研修会では小児科医で大谷派の僧侶でもある、梶原敬一氏が話された。子どもの死は親の死よりつらいと聞くことがあります。子どもをなくしてかわいそうやと、ところが先生がいうには、「かわいそうだというのは第三者、かわいそうだと泣いてはいけない、泣いたら嘘になる、人の死はめでたいこととして送っていく、生きるという仕事を終えた」とこういうことをおっしゃる、そして「どんな死に方でも。」とおっしゃった。


世間の中で考えると、若くしてなくなったいのち、90歳で亡くなったいのち。ところが長さではない、生まれてきた、生きた、死んだ、人生の中では一緒なんだと。いのちあるものの死は必然。大切な人が亡くなったとき、「残された家族は(その人を)どう失っていくか」ということがあります。聞きなれない表現だとは思います。亡くなった人をどうとらえるかというより、無くなった後にどのような関係を持つか、というたらどうでしょうか。


ある、子どもを亡くした親は「悲しみをのりこえるのが私たちのつとめ」というが、そうでもない。一周忌、三回忌、七回忌、十回忌、二十五回忌、五十回忌、悲しみは時間と共に増すものということもあります。私たち浄土真宗門徒は亡くなった人を縁として法要を続けてまいったということがあります、それは死者と残されたもののであい続ける場を開くという願いが先達(昔の人)よりこめられている。死を縁としてどうか南無阿弥陀仏の教えにおうてくれよと、こういうことなんです。仏教、真宗は死者と共に生きる道が伝えられてきた。葬儀、亡くなった人の追悼・追弔。亡くなった人を縁にして法要を重ねながら、悲しみを乗り越えるのではなくて、死者との時間をどれだけ共有できるか。そういうことでございます。

● 抜粋データ:
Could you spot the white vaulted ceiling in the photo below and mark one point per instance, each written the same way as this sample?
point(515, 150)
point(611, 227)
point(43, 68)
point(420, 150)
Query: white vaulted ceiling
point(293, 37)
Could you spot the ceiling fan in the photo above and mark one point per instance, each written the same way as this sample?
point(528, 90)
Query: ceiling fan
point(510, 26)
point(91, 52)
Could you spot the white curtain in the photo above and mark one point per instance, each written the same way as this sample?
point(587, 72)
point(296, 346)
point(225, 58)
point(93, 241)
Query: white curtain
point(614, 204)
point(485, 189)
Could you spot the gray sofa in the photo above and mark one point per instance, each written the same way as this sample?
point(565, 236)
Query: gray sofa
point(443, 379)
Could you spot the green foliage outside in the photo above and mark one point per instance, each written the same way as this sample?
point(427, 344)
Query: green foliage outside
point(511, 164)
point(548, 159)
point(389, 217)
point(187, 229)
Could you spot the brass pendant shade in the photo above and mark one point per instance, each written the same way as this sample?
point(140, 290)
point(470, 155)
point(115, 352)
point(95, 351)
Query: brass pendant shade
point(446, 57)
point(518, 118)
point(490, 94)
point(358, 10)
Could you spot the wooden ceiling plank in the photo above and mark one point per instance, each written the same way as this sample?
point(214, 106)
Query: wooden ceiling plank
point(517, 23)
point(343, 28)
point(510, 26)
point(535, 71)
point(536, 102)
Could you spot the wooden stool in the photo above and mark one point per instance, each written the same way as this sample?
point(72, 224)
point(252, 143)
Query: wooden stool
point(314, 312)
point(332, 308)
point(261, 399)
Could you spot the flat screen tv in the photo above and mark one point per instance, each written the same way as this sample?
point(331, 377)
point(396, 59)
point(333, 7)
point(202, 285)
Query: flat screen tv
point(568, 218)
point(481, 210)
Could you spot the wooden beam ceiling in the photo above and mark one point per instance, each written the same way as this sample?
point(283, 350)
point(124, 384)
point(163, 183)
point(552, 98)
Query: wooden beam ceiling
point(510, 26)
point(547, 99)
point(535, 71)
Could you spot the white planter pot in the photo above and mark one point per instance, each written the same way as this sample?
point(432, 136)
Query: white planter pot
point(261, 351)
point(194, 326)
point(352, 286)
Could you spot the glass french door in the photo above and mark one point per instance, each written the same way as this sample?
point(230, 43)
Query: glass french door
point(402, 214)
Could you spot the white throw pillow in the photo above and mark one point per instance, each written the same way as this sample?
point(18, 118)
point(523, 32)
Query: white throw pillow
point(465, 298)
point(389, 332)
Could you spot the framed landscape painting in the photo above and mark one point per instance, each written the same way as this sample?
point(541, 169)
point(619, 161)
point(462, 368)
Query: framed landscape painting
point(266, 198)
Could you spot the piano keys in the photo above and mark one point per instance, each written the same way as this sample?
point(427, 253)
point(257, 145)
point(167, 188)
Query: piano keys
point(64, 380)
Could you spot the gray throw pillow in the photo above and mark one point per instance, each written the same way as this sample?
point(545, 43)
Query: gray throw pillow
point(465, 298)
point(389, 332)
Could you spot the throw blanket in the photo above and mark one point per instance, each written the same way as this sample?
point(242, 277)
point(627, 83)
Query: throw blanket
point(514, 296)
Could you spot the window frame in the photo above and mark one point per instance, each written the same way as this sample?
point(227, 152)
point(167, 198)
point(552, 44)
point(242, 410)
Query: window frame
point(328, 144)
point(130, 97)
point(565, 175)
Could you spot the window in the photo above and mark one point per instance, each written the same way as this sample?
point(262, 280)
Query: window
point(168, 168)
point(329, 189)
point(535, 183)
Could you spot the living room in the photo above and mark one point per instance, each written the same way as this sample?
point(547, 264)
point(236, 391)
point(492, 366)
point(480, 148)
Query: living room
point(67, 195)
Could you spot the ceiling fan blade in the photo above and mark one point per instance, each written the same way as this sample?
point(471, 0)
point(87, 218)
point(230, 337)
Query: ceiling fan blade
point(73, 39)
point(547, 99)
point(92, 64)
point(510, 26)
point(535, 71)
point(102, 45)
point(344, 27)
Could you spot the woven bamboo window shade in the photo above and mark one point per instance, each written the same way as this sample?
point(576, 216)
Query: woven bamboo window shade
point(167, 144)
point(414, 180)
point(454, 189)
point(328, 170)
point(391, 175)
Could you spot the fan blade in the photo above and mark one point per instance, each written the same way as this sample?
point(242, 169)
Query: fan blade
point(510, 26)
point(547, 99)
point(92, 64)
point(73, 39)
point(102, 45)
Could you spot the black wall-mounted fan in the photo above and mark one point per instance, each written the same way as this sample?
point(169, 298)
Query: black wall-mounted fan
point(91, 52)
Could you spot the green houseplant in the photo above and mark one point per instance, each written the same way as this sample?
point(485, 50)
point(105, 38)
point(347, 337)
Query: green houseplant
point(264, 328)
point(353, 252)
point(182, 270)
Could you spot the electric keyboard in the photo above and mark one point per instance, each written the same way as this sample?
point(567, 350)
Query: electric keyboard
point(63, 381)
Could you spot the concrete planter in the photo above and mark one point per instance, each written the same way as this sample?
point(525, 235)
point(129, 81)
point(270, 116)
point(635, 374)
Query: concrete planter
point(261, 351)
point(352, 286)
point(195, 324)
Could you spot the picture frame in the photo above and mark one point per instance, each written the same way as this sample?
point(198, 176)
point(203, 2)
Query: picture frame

● 短い課題 1:
読む文章によると、浄土真宗の門徒が亡くなった人を縁として法要を続けてきたのはなぜですか。一、二文で説明してください。
● 短い課題 2:
読む文章で、研修会で話をしたのはどのような人ですか。

● 課題の答え 1:
法要には、死者と残された者が出会い続ける場を開くという願いが、先達によって込められているからです。死を縁として南無阿弥陀仏の教えに出会ってほしいという願いでもあります。

● 課題の答え 2:
小児科医で大谷派の僧侶でもある梶原敬一氏です。